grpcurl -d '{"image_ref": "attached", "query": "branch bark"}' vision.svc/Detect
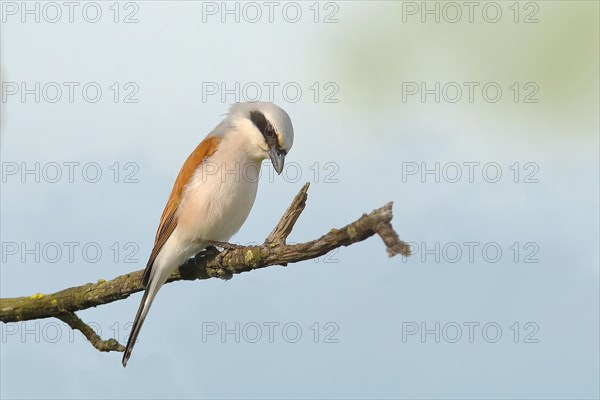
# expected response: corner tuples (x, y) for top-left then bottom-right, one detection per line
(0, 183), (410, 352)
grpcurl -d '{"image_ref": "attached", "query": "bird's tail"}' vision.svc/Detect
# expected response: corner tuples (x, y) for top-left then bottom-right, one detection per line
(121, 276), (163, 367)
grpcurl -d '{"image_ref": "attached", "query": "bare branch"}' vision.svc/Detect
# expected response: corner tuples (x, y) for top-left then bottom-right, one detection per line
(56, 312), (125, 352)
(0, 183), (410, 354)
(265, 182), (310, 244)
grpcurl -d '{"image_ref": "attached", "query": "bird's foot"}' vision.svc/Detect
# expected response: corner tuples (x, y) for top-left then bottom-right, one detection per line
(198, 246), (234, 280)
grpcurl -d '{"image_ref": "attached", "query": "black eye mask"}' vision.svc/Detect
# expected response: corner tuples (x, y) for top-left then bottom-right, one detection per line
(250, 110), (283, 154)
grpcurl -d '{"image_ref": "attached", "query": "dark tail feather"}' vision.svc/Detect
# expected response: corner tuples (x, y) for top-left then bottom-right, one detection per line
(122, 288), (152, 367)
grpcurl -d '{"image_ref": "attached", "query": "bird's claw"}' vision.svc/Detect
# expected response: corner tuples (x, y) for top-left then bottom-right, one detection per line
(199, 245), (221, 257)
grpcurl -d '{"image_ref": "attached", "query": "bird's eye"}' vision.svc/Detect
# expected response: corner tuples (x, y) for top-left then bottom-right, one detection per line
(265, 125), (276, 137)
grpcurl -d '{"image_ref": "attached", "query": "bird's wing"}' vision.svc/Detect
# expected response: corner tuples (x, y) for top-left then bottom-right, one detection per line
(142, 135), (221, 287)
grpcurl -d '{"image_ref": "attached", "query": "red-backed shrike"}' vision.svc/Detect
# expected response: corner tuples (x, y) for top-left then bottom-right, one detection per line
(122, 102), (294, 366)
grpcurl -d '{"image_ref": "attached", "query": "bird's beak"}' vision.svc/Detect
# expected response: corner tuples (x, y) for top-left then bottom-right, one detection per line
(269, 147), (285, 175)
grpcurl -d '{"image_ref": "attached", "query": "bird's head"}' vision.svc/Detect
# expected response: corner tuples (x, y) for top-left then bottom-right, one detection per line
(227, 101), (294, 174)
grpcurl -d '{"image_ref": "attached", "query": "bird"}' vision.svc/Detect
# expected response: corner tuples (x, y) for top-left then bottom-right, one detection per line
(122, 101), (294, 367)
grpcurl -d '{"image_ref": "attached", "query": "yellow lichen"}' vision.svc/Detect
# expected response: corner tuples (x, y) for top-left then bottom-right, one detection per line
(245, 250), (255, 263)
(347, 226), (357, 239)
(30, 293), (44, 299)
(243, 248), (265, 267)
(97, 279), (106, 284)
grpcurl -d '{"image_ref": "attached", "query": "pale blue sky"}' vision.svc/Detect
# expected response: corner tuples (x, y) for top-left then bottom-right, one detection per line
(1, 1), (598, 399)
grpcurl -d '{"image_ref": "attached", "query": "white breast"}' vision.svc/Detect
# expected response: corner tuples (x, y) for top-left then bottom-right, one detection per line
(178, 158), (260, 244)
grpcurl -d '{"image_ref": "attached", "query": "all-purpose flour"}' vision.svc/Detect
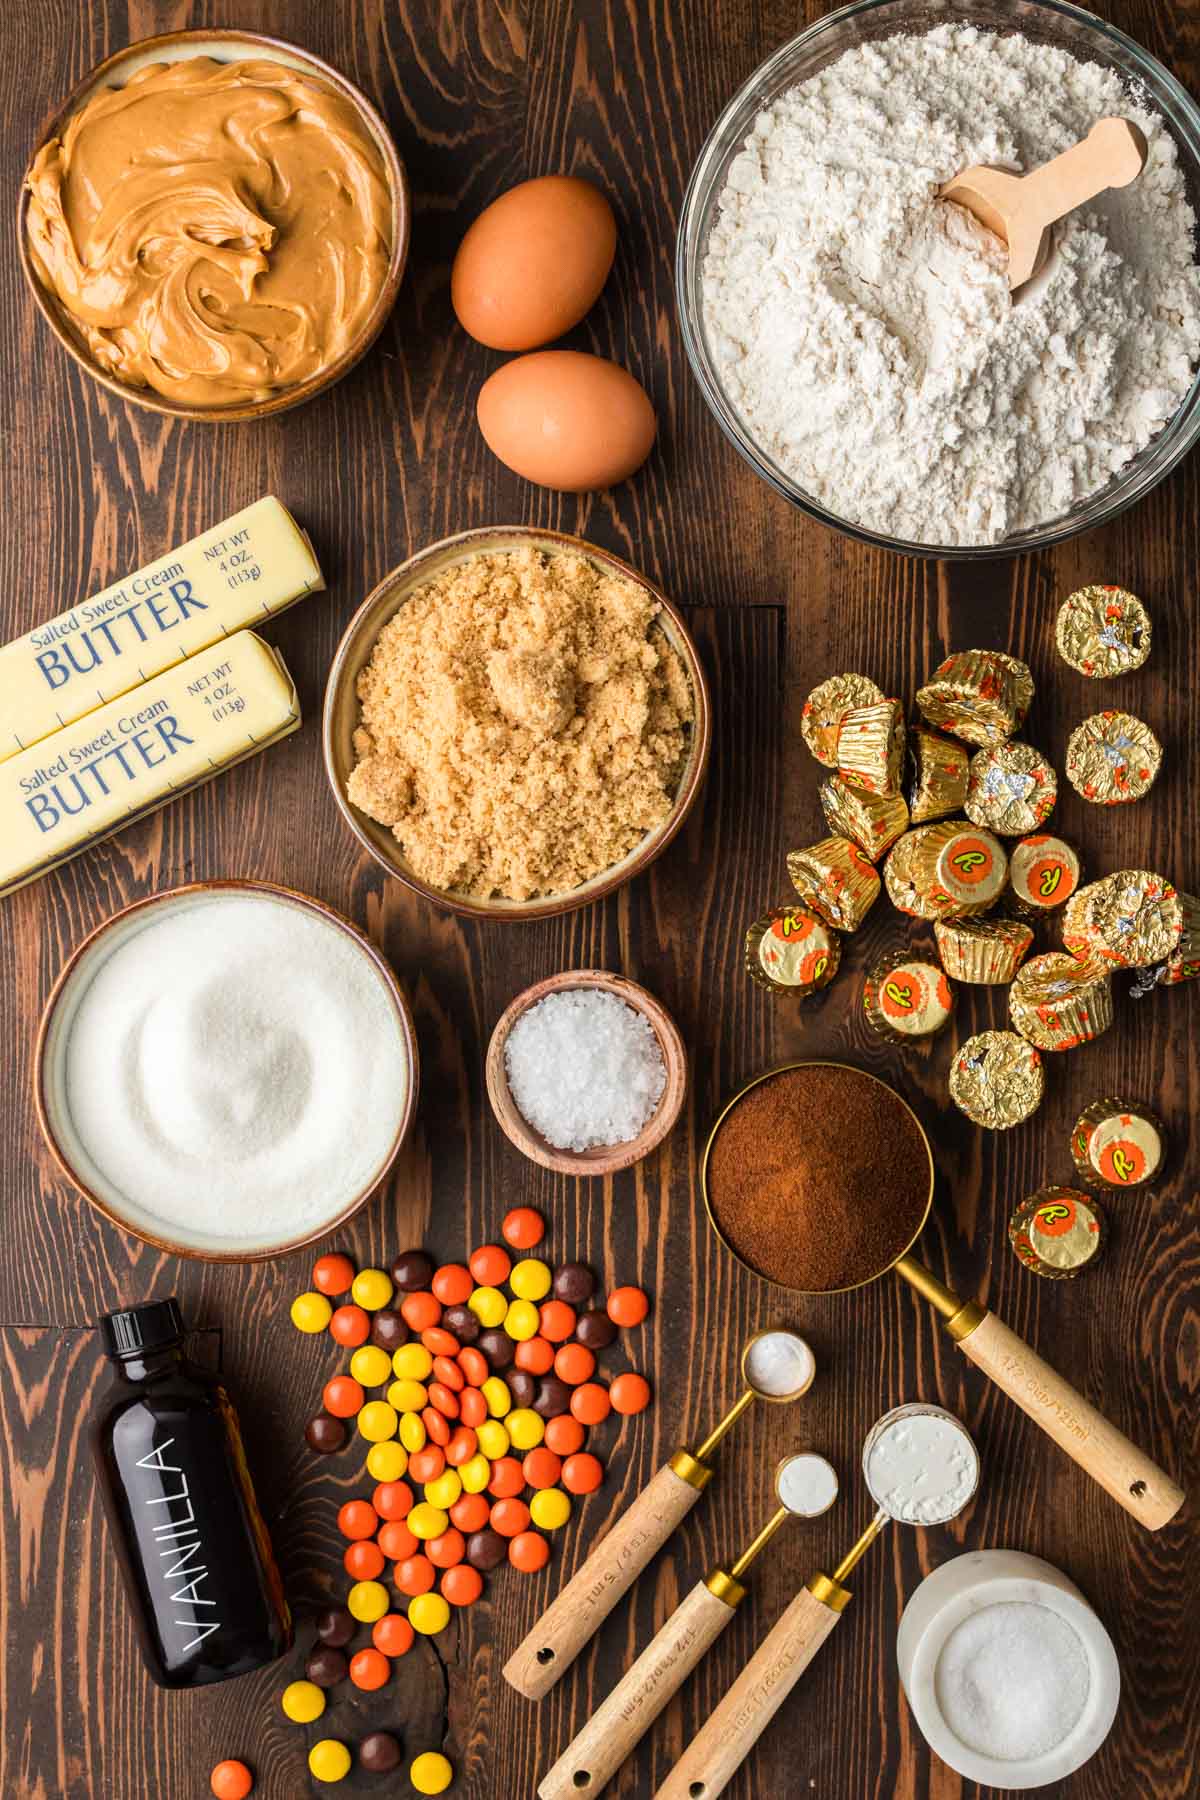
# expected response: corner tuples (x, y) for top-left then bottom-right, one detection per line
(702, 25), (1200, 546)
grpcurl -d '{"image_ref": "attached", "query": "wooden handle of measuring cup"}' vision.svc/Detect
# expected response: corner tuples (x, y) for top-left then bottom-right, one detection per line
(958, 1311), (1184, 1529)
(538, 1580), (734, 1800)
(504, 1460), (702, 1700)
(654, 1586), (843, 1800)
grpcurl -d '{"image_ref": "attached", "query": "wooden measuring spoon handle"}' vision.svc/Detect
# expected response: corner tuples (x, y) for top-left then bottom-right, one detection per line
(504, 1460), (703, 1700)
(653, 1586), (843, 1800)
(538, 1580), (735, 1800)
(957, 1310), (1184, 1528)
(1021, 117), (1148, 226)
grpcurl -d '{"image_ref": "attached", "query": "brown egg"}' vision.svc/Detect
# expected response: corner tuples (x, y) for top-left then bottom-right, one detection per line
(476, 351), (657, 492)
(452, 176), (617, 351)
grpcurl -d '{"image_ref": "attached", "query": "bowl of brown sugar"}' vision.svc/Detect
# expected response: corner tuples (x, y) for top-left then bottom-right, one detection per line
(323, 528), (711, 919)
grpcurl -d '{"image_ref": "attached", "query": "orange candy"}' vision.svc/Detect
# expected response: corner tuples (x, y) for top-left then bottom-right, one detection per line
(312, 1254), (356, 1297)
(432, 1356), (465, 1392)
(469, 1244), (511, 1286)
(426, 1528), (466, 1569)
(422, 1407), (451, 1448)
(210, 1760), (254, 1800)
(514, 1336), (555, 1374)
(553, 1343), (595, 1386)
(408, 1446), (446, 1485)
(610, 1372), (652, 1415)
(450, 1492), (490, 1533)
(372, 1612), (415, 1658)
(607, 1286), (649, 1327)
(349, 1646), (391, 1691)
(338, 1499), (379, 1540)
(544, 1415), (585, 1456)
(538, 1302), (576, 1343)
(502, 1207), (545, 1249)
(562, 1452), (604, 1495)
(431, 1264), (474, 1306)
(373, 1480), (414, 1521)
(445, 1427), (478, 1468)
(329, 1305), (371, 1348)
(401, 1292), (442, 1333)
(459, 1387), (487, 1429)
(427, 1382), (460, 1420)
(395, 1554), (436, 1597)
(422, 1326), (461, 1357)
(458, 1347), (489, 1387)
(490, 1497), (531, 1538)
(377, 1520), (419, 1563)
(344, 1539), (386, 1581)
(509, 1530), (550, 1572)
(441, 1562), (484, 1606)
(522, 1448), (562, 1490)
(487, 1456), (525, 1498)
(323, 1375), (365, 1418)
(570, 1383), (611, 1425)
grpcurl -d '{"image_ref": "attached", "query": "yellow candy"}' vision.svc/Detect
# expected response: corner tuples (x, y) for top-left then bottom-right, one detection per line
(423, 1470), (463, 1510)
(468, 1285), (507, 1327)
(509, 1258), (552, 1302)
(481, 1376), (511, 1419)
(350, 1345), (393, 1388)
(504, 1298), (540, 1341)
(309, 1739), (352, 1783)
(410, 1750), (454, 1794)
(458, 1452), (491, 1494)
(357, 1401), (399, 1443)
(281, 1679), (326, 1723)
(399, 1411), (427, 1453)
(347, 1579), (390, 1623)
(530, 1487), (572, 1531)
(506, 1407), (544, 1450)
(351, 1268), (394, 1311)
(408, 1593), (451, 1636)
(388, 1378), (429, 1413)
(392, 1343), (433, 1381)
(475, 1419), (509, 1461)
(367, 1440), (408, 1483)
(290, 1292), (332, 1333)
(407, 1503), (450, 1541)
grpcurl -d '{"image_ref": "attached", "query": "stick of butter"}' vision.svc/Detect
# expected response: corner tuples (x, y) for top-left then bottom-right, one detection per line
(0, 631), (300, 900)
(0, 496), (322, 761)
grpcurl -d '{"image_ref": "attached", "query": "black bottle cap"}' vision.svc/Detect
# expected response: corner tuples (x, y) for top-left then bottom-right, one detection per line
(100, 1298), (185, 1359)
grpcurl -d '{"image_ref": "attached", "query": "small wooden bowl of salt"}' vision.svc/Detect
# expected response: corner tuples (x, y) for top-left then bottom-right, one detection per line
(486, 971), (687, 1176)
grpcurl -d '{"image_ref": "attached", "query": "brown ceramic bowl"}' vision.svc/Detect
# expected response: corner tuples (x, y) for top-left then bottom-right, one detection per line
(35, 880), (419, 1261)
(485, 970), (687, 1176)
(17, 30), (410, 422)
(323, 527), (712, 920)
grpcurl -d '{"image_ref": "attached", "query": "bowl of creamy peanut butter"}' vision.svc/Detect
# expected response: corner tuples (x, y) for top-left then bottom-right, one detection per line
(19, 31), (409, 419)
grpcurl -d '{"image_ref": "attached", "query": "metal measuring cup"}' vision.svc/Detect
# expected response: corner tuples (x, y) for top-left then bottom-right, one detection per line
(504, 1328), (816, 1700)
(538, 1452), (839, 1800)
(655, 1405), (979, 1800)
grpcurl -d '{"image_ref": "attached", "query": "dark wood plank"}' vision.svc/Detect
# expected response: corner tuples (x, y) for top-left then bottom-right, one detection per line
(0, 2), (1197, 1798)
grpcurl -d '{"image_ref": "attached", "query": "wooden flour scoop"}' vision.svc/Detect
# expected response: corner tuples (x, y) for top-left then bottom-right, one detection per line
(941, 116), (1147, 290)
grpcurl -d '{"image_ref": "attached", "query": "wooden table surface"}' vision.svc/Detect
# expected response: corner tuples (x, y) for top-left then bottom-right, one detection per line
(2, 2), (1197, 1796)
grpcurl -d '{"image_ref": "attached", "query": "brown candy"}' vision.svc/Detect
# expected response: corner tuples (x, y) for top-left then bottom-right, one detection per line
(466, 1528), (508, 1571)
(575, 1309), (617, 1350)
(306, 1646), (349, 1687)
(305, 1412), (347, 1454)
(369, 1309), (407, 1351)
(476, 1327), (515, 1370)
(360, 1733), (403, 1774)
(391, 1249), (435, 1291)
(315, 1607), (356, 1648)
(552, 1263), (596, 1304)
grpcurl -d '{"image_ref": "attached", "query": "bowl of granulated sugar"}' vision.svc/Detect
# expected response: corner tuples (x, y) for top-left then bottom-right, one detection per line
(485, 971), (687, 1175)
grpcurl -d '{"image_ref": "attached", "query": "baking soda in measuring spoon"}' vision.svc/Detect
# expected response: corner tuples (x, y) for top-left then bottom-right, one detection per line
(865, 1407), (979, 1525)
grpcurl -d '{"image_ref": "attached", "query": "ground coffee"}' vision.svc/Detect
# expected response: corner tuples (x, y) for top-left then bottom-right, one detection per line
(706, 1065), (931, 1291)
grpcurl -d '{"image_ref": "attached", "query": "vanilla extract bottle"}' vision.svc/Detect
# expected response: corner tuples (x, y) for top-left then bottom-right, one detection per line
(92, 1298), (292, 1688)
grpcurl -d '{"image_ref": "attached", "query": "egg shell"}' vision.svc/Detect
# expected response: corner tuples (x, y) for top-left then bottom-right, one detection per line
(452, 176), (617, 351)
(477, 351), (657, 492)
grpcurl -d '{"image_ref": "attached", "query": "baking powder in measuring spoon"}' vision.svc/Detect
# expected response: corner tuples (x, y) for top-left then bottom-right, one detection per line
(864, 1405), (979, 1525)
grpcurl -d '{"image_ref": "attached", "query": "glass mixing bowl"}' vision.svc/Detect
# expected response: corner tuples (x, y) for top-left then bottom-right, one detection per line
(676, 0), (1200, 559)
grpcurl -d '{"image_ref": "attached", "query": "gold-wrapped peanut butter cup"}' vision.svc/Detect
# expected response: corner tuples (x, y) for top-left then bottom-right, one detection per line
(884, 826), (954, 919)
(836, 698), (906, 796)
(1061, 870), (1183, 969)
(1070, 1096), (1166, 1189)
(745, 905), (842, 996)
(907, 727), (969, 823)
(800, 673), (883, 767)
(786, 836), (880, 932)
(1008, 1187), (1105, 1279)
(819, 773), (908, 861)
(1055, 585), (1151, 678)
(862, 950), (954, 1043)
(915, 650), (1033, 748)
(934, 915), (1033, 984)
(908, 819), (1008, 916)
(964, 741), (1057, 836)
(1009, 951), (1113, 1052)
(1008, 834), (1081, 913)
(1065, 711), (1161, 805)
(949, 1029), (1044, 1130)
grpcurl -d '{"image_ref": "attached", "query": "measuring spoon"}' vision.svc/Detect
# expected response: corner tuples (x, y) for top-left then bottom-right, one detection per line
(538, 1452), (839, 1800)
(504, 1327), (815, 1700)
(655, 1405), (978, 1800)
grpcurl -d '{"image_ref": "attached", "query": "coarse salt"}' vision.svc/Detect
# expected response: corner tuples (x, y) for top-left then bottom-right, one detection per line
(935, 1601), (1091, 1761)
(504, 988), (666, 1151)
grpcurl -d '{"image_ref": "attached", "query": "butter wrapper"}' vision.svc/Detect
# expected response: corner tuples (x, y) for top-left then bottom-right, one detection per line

▬▬▬▬▬▬

◆ WORK TASK ◆
Tally the lines in the records above that contain the string "baking" and report only the tally.

◆ RESULT ◆
2